What you will do: Reply with nothing but how many lines in the entries below include "query".

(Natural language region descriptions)
● ● ● ● ● ● ●
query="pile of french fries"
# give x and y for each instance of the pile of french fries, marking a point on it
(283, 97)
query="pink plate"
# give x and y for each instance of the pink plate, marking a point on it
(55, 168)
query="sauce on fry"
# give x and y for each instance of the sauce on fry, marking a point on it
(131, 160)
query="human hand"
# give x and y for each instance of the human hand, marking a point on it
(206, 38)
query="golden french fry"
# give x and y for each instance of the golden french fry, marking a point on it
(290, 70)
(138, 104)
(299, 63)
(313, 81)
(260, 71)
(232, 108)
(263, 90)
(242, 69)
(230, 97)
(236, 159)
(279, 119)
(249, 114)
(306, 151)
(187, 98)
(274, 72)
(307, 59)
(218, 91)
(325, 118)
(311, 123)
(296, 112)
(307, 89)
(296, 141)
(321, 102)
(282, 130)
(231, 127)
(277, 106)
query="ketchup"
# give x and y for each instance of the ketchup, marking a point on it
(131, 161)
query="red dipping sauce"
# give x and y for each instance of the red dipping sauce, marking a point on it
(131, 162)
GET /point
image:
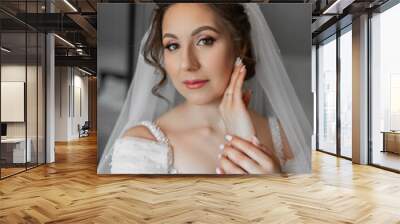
● ● ● ● ● ● ●
Answer to this problem: 7